>> begin Data records
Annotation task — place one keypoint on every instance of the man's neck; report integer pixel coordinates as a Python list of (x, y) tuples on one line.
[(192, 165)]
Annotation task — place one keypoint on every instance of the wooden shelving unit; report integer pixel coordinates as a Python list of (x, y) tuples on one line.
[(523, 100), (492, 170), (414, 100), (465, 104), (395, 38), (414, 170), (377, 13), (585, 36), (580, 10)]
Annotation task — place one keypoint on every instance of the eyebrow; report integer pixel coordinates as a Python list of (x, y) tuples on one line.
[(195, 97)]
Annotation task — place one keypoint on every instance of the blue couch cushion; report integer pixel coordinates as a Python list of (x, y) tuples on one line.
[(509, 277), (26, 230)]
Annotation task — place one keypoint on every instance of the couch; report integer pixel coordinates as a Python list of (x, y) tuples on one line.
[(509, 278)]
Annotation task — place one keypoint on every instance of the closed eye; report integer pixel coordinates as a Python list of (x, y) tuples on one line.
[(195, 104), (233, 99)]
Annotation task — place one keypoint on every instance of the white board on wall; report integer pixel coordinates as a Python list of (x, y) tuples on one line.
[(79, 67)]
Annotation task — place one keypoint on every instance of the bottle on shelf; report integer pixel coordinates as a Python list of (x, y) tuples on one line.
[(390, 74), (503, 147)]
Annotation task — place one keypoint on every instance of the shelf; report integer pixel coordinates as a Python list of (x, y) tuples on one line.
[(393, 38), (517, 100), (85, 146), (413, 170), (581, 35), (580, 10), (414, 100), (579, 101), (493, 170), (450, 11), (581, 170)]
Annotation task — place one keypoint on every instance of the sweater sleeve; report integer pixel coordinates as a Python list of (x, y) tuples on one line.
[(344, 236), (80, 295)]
>> end Data records
Can you update all the records so that "integer pixel coordinates" becomes "whole-number pixel coordinates", with everything else unchanged?

** Final result **
Annotation task — place one keypoint on every instance of the man's neck; report whole-number pixel coordinates as a Python list of (x, y) tuples on one line.
[(192, 165)]
Annotation task — place one keypoint on every instance of the wooden shelving unit; report whole-number pixel coordinates as a Python list of (x, y) tuples on one line.
[(523, 100), (492, 170), (414, 100), (465, 104), (395, 38), (414, 170), (377, 13), (585, 36), (580, 10)]
Annotation task — place one keypoint on every instance of the eyebrow; report whole-number pixel coordinates as a Python list of (x, y) tuples on one line.
[(195, 97)]
Annotation task — place one keypoint on every instance of the blue couch cushion; report whole-number pixel coordinates as a Python list of (x, y) tuples on one line.
[(509, 277), (26, 230)]
Annotation task — place one keypoint on every instance of the couch; report whole-number pixel coordinates as a Python list of (x, y) tuples on one line.
[(509, 278)]
Annotation task — place one keypoint on every instance of the closed eye; report whole-number pixel coordinates as a Python list of (x, y) tuples on one line.
[(195, 104), (233, 99)]
Annotation task — place one keypoint on every instance of the white board on wall; report whole-number pixel coordinates as a Python list of (x, y) tuples on one line.
[(79, 67)]
Annotation task — place one keypoint on every instance of the bottle on shelf; report whole-number pixel coordinates as a Python list of (x, y) tuples on one line.
[(390, 74), (503, 147)]
Annotation task — place one keypoint on every instance of the shelf; report whole-number pixel coordinates as a Python list of (x, y) tuples on one line.
[(393, 38), (517, 100), (85, 146), (413, 170), (581, 35), (580, 10), (414, 100), (579, 101), (493, 170), (450, 11), (581, 170)]
Annotation task — place one keypoint on every instance of the sweater sleeve; report whole-number pixel coordinates as a Python list of (x, y) tuples on one line.
[(344, 236), (80, 295)]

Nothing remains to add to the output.